▶ **EXERCISE OBJECTIVE**
Below is some material; set it all down exactly, apart from the pictures.

++++++++++++++++++++

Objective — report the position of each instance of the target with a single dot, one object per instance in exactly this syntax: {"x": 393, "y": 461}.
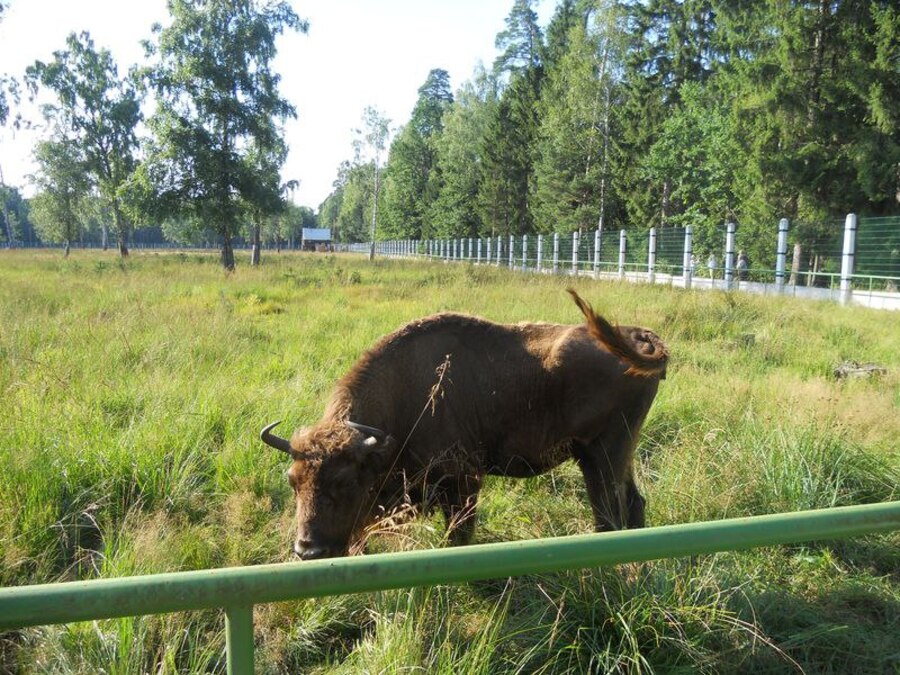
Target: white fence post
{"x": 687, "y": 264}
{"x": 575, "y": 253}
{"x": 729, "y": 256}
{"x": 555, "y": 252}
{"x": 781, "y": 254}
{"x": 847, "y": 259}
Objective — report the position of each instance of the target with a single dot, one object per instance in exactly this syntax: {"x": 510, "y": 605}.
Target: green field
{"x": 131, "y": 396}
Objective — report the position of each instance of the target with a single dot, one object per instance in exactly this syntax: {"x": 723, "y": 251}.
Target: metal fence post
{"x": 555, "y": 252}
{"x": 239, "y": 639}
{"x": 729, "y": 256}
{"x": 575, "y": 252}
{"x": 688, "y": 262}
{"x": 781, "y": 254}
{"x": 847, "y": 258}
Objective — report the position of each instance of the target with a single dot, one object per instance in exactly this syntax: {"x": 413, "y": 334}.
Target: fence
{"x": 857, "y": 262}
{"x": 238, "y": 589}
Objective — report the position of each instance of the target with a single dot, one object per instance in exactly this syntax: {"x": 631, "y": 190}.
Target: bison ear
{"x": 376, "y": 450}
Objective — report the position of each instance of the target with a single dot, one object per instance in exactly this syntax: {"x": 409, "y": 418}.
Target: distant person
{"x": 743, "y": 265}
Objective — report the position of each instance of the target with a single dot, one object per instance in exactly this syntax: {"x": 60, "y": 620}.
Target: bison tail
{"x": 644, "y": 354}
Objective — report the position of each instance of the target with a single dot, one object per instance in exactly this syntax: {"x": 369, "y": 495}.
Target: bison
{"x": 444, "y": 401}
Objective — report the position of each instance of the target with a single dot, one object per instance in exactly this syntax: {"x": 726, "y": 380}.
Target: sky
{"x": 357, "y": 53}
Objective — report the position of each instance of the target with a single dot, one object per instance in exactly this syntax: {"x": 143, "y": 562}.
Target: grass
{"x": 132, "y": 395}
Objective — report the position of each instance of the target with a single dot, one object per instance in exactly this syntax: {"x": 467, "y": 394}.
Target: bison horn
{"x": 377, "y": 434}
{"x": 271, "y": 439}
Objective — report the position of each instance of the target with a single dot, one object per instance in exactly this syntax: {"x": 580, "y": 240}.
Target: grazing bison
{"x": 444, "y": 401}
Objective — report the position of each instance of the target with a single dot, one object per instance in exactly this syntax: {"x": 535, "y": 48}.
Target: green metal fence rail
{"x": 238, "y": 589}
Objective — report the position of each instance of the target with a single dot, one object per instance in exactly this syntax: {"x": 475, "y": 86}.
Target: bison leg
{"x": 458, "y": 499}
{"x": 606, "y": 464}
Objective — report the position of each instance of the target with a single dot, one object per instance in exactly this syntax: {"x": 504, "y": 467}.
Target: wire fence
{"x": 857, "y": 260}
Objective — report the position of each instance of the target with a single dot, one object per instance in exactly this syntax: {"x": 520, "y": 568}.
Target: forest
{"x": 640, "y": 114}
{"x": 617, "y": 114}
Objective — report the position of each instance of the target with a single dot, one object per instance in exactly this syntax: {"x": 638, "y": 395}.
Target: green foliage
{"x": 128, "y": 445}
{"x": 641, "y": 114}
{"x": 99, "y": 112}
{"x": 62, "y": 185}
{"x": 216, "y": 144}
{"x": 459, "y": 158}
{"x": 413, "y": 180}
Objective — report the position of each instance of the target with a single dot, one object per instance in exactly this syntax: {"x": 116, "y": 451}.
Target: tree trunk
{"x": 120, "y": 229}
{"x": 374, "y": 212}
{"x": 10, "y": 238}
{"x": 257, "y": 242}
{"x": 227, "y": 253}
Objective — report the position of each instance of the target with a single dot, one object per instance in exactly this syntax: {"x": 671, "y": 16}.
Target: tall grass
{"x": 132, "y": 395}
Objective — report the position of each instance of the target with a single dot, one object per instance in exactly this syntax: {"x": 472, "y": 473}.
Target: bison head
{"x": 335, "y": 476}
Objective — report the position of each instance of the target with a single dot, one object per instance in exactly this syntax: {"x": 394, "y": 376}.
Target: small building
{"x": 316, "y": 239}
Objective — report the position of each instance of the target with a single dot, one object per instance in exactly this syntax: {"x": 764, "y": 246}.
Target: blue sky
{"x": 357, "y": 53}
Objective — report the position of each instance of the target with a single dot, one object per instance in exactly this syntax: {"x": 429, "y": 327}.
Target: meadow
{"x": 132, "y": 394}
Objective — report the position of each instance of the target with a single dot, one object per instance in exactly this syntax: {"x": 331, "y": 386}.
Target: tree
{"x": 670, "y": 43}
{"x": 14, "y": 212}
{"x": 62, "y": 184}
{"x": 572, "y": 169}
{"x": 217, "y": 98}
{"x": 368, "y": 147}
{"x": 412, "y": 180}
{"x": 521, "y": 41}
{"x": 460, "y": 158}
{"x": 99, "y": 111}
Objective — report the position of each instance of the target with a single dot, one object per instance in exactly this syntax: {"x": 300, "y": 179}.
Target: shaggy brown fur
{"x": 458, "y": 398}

++++++++++++++++++++

▶ **TASK RESPONSE**
Objective — report the position of each instance of the target with a single dot, one object per instance in exactly this syntax: {"x": 393, "y": 461}.
Target: white fence post
{"x": 687, "y": 264}
{"x": 575, "y": 253}
{"x": 729, "y": 256}
{"x": 555, "y": 252}
{"x": 781, "y": 254}
{"x": 847, "y": 259}
Objective — report the position of each instance of the target with a single dot, one object per instance in exactly this syntax: {"x": 510, "y": 605}.
Target: green field
{"x": 131, "y": 396}
Objective — report the position of each instance of the target with a single dot, one object per instance in exactly this syntax: {"x": 723, "y": 251}.
Target: metal fence post
{"x": 555, "y": 252}
{"x": 239, "y": 639}
{"x": 729, "y": 256}
{"x": 575, "y": 252}
{"x": 688, "y": 262}
{"x": 781, "y": 254}
{"x": 847, "y": 258}
Objective — report the position of each instance of the target with a single dot, one object per instance in exactly this syntax: {"x": 413, "y": 334}.
Target: fence
{"x": 857, "y": 262}
{"x": 238, "y": 589}
Objective — report the position of each instance of the target with a single dot, one object per instance in exactly this syntax: {"x": 631, "y": 190}.
Target: bison ear
{"x": 376, "y": 450}
Objective — report the position of each instance of the target with a single dot, one object per instance in exactly this syntax: {"x": 409, "y": 418}.
Target: distant person
{"x": 743, "y": 265}
Objective — report the position of each instance of the target with a single dot, one object per instance in exactly this syntax: {"x": 60, "y": 620}.
Target: bison tail
{"x": 644, "y": 354}
Objective — report the position of each instance of the target with a single dot, one object per instance in exactly this syntax: {"x": 369, "y": 495}.
Target: bison
{"x": 444, "y": 401}
Objective — report the position of each instance of the target with a single dot, one object per instance in exactly this syntax: {"x": 726, "y": 380}.
Target: sky
{"x": 357, "y": 53}
Objective — report the position of each instance of the target with a single dot, one object per instance in exactly this syntax: {"x": 143, "y": 562}.
Target: grass
{"x": 132, "y": 395}
Objective — report the position of each instance of the target with a single dot, one object per instance in exactly this syntax: {"x": 467, "y": 394}.
Target: bison horn
{"x": 377, "y": 434}
{"x": 271, "y": 439}
Objective — report the position of each instance of the target with a single dot, one object per instance in exactly this syntax: {"x": 580, "y": 240}.
Target: grazing bison
{"x": 444, "y": 401}
Objective — report the position of each instance of the target with a single dot, one object per instance in exactly this syntax: {"x": 535, "y": 48}.
Target: green metal fence rail
{"x": 238, "y": 589}
Objective — report the position of each instance of the target with a single dot, one object per instance in exactly this syntax: {"x": 475, "y": 86}.
Target: bison leg
{"x": 458, "y": 499}
{"x": 606, "y": 464}
Objective — report the position of each instance of the target with a single dot, one object per instance in exactly this syntax: {"x": 504, "y": 467}.
Target: wire fence
{"x": 857, "y": 260}
Objective — report the position of each instance of the target with a single dot, one object per instance in exactly this syntax: {"x": 520, "y": 568}.
Target: forest
{"x": 640, "y": 114}
{"x": 617, "y": 114}
Objective — report the position of each instance of the target with a single dot, one object per instance in exactly this syntax: {"x": 638, "y": 395}.
Target: green foliage
{"x": 128, "y": 445}
{"x": 641, "y": 114}
{"x": 99, "y": 112}
{"x": 62, "y": 185}
{"x": 216, "y": 144}
{"x": 459, "y": 158}
{"x": 413, "y": 180}
Objective — report the position of each instance of the target with a single dot, one object per instance in exactly this syntax: {"x": 116, "y": 451}.
Target: tree trunk
{"x": 120, "y": 229}
{"x": 374, "y": 212}
{"x": 10, "y": 238}
{"x": 257, "y": 242}
{"x": 227, "y": 253}
Objective — report the position of each instance of the target with a single dot, one object per instance in exactly this syntax: {"x": 671, "y": 16}.
Target: tall grass
{"x": 132, "y": 395}
Objective — report the position of each instance of the target with a single dot, one object per instance in exactly this syntax: {"x": 472, "y": 473}.
Target: bison head
{"x": 335, "y": 476}
Objective — report the position of each instance of the target with a single dot, one object per instance in exactly this syntax: {"x": 394, "y": 376}.
Target: small building
{"x": 316, "y": 239}
Objective — report the position of each instance of the target with a single dot, one object per instance in exactly this syntax: {"x": 764, "y": 246}.
Target: blue sky
{"x": 357, "y": 53}
Objective — report the position of each instance of the target with a single dot, one object per instance in exactly this syntax: {"x": 429, "y": 327}.
Target: meadow
{"x": 132, "y": 394}
Objective — report the position of each instance of the target with a single dot, one object per instance in exactly this syntax: {"x": 331, "y": 386}.
Target: tree
{"x": 670, "y": 43}
{"x": 14, "y": 212}
{"x": 62, "y": 184}
{"x": 572, "y": 169}
{"x": 217, "y": 98}
{"x": 368, "y": 147}
{"x": 412, "y": 180}
{"x": 521, "y": 41}
{"x": 460, "y": 158}
{"x": 99, "y": 111}
Objective — report the position of each instance of the target with a single dot, one object per instance in exactly this syntax: {"x": 300, "y": 179}.
Target: shaggy brown fur
{"x": 458, "y": 398}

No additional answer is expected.